» PARTS OF THE EXERCISE
**A)** Copy everything from "The memory 2830 stores" down to "may be used." in the processor and chipset passage, word for word.
**B)** For each statement below, say whether the processor and chipset passage agrees with it, answering yes or no and quoting the deciding words of the passage: (i) The cache memory 2816 may be organized into a hierarchal structure. (ii) The non-volatile memory 2834 includes Dynamic Random Access Memory (DRAM). (iii) The chipset 2820 connects with processor 2810 via interfaces 2817 and 2822.
**C)** Pick up the processor and chipset passage after its last sentence and continue writing it.

» PASSAGE PROVIDED
* * * * * * * * *
In an embodiment, the processor 2810 has one or more processing cores 2812 and 2812N, where 2812N represents the Nth processor core inside processor 2810 where N is a positive integer. In an embodiment, the electronic device system 2800 using a MAA apparatus embodiment that includes multiple processors including 2810 and 2805, where the processor 2805 has logic similar or identical to the logic of the processor 2810. In an embodiment, the processing core 2812 includes, but is not limited to, pre-fetch logic to fetch instructions, decode logic to decode the instructions, execution logic to execute instructions and the like. In an embodiment, the processor 2810 has a cache memory 2816 to cache at least one of instructions and data for the MAA apparatus in the system 2800. The cache memory 2816 may be organized into a hierarchal structure including one or more levels of cache memory.

In an embodiment, the processor 2810 includes a memory controller 2814, which is operable to perform functions that enable the processor 2810 to access and communicate with memory 2830 that includes at least one of a volatile memory 2832 and a non-volatile memory 2834. In an embodiment, the processor 2810 is coupled with memory 2830 and chipset 2820. The processor 2810 may also be coupled to a wireless antenna 2878 to communicate with any device configured to at least one of transmit and receive wireless signals. In an embodiment, the wireless antenna interface 2878 operates in accordance with, but is not limited to, the IEEE 802.11 standard and its related family, Home Plug AV (HPAV), Ultra Wide Band (UWB), Bluetooth, WiMax, or any form of wireless communication protocol.

In an embodiment, the volatile memory 2832 includes, but is not limited to, Synchronous Dynamic Random Access Memory (SDRAM), Dynamic Random Access Memory (DRAM), RAMBUS Dynamic Random Access Memory (RDRAM), and/or any other type of random access memory device. The non-volatile memory 2834 includes, but is not limited to, flash memory, phase change memory (PCM), read-only memory (ROM), electrically erasable programmable read-only memory (EEPROM), or any other type of non-volatile memory device.

The memory 2830 stores information and instructions to be executed by the processor 2810. In an embodiment, the memory 2830 may also store temporary variables or other intermediate information while the processor 2810 is executing instructions. In the illustrated embodiment, the chipset 2820 connects with processor 2810 via Point-to-Point (PtP or P-P) interfaces 2817 and 2822. Either of these PtP embodiments may be achieved using a MAA apparatus embodiment as set forth in this disclosure. The chipset 2820 enables the processor 2810 to connect to other elements in the MAA apparatus embodiments in a system 2800. In an embodiment, interfaces 2817 and 2822 operate in accordance with a PtP communication protocol such as the Intel® QuickPath Interconnect (QPI) or the like. In other embodiments, a different interconnect may be used.

In an embodiment, the chipset 2820 is operable to communicate with the processor 2810, 2805N, the display device 2840, and other devices 2872, 2876, 2874, 2860, 2862, 2864, 2866, 2877, etc. The chipset 2820 may also be coupled to a wireless antenna 2878 to communicate with any device configured to at least do one of transmit and receive wireless signals.
* * * * * * * * *
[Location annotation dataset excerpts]

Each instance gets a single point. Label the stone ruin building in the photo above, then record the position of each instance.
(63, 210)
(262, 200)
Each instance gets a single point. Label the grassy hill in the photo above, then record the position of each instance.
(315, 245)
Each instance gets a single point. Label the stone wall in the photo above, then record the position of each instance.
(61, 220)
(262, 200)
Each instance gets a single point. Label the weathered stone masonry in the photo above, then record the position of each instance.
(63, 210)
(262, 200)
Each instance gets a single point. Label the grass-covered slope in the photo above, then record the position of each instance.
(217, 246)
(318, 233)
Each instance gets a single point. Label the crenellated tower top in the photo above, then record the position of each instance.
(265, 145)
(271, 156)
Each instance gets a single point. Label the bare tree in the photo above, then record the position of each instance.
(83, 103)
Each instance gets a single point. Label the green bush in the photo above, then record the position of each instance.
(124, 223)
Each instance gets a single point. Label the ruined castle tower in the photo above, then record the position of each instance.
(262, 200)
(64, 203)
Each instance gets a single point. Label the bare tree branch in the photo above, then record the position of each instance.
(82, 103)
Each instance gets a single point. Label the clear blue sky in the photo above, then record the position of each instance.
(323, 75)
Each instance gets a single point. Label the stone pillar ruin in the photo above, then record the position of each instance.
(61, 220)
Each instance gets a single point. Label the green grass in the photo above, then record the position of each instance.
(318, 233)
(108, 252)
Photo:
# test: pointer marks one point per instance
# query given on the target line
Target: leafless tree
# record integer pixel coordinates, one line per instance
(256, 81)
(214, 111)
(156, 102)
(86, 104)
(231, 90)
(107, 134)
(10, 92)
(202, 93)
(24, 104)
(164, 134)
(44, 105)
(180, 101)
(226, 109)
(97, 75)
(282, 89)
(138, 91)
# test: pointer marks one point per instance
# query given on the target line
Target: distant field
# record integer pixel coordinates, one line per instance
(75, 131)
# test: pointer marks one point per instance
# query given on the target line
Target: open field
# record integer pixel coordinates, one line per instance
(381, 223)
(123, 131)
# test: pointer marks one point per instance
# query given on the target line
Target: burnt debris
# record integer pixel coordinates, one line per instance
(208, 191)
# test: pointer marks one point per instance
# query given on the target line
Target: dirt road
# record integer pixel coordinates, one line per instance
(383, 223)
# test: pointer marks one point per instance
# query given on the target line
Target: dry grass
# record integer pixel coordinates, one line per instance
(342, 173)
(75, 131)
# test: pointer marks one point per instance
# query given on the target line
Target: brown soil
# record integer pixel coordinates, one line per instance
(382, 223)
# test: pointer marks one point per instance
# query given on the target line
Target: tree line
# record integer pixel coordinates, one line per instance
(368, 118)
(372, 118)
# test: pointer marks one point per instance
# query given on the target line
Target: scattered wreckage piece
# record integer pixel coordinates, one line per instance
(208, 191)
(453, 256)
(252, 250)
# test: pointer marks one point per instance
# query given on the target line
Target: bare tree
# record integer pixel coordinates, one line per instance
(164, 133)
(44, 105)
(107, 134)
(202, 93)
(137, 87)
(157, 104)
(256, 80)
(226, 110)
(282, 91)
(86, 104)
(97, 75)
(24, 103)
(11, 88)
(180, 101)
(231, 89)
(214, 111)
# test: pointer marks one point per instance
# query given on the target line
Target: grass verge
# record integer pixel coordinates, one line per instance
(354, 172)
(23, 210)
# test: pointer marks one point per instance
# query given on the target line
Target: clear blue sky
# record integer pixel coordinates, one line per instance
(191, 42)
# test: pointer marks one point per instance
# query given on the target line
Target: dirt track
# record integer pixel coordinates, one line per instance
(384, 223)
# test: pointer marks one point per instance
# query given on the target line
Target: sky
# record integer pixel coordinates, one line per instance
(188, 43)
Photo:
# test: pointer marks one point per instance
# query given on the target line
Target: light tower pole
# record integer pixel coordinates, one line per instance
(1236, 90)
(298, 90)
* * * * * * * * *
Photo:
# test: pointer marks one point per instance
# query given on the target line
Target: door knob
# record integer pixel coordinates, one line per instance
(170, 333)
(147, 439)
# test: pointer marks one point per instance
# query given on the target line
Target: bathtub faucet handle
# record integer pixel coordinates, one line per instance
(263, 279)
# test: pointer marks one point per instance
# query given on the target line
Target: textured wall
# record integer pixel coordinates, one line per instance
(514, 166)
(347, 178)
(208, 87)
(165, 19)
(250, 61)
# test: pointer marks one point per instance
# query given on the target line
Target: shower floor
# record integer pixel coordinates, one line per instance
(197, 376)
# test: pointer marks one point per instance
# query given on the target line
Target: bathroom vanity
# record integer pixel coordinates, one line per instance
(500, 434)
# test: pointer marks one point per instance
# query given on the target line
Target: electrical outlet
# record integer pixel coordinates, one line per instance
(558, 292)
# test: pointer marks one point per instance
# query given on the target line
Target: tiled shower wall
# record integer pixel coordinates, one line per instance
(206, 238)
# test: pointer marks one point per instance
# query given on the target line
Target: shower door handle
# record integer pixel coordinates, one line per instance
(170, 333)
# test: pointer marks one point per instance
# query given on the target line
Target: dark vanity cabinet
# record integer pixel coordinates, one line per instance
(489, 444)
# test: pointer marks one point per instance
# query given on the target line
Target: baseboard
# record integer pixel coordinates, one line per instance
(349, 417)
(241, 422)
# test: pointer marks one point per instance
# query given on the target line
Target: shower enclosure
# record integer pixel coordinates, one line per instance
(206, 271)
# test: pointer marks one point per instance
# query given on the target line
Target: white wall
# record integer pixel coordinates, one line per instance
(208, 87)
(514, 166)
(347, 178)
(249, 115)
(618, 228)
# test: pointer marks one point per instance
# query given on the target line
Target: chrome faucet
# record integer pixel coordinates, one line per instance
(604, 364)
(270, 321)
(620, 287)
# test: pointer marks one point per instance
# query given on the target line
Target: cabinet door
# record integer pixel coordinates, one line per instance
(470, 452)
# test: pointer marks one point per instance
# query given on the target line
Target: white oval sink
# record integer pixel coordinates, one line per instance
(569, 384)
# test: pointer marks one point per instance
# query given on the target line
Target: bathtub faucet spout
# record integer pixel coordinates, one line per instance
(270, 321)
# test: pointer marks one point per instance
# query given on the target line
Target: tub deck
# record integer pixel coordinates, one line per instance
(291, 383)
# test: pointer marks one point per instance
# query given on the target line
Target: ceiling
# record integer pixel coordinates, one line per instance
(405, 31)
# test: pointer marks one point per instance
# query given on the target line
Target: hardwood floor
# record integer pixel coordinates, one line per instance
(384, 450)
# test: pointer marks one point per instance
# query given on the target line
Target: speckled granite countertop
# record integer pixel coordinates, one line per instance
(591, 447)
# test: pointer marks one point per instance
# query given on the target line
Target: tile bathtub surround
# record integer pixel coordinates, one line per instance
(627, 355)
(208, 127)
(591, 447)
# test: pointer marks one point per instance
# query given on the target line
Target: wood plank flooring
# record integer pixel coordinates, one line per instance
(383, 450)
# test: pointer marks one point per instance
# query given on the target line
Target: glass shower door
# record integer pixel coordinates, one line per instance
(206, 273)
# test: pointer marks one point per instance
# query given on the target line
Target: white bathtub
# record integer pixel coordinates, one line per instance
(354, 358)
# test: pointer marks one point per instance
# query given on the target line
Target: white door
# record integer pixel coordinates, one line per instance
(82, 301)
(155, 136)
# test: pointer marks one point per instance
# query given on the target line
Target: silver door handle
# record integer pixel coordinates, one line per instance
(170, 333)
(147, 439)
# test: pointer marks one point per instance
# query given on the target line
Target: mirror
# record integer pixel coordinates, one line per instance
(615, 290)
* * * * * * * * *
» TASK-BY-TASK RESULTS
**A)**
The memory 2830 stores information and instructions to be executed by the processor 2810. In an embodiment, the memory 2830 may also store temporary variables or other intermediate information while the processor 2810 is executing instructions. In the illustrated embodiment, the chipset 2820 connects with processor 2810 via Point-to-Point (PtP or P-P) interfaces 2817 and 2822. Either of these PtP embodiments may be achieved using a MAA apparatus embodiment as set forth in this disclosure. The chipset 2820 enables the processor 2810 to connect to other elements in the MAA apparatus embodiments in a system 2800. In an embodiment, interfaces 2817 and 2822 operate in accordance with a PtP communication protocol such as the Intel® QuickPath Interconnect (QPI) or the like. In other embodiments, a different interconnect may be used.

**B)**
(i) Yes: "The cache memory 2816 may be organized into a hierarchal structure including one or more levels of cache memory."
(ii) No: "The non-volatile memory 2834 includes, but is not limited to, flash memory, phase change memory (PCM), read-only memory (ROM), electrically erasable programmable read-only memory (EEPROM), or any other type of non-volatile memory device."
(iii) Yes: "the chipset 2820 connects with processor 2810 via Point-to-Point (PtP or P-P) interfaces 2817 and 2822."

**C)**
The chipset 2820 connects to the display device 2840 via the interface 2826. The display 2840 may be, for example, a liquid crystal display (LCD), a plasma display, cathode ray tube (CRT) display, or any other form of visual display device. In and embodiment, the processor 2810 and the chipset 2820 are merged into a MAA apparatus in a system. Additionally, the chipset 2820 connects to one or more buses 2850 and 2855 that interconnect various elements 2874, 2860, 2862, 2864, and 2866. Buses 2850 and 2855 may be interconnected together via a bus bridge 2872 such as at least one MAA apparatus embodiment. In an embodiment, the chipset 2820 couples with a non-volatile memory 2860, a mass storage device(s) 2862, a keyboard/mouse 2864, and a network interface 2866 by way of at least one of the interface 2824 and 2874, the smart TV 2876, and the consumer electronics 2877, etc.

In an embodiment, the mass storage device 2862 includes, but is not limited to, a solid state drive, a hard disk drive, a universal serial bus flash memory drive, or any other form of computer data storage medium. In one embodiment, the network interface 2866 is implemented by any type of well-known network interface standard including, but not limited to, an Ethernet interface, a universal serial bus (USB) interface, a Peripheral Component Interconnect (PCI) Express interface, a wireless interface and/or any other suitable type of interface. In one embodiment, the wireless interface operates in accordance with, but is not limited to, the IEEE 802.11 standard and its related family, Home Plug AV (HPAV), Ultra Wide Band (UWB), Bluetooth, WiMax, or any form of wireless communication protocol.

While the modules shown in FIG. 11 are depicted as separate blocks within the MAA apparatus embodiment in a computing system 2800, the functions performed by some of these blocks may be integrated within a single semiconductor circuit or may be implemented using two or more separate integrated circuits. For example, although cache memory 2816 is depicted as a separate block within processor 2810, cache memory 2816 (or selected aspects of 2816) can be incorporated into the processor core 2812.

Where useful, the computing system 2800 may have a broadcasting structure interface such as for affixing the MAA apparatus to a cellular tower.

As used herein, the term “module” refers to logic that may be implemented in a hardware component or device, software or firmware running on a processing unit, or a combination thereof, to perform one or more operations consistent with the present disclosure. Software and firmware may be embodied as instructions and/or data stored on non-transitory computer-readable storage media. As used herein, the term “circuitry” can comprise, singly or in any combination, non-programmable (hardwired) circuitry, programmable circuitry such as processing units, state machine circuitry, and/or firmware that stores instructions executable by programmable circuitry. Modules described herein may, collectively or individually, be embodied as circuitry that forms a part of a computing system. Thus, any of the modules can be implemented as circuitry. A computing system referred to as being programmed to perform a method can be programmed to perform the method via software, hardware, firmware, or combinations thereof.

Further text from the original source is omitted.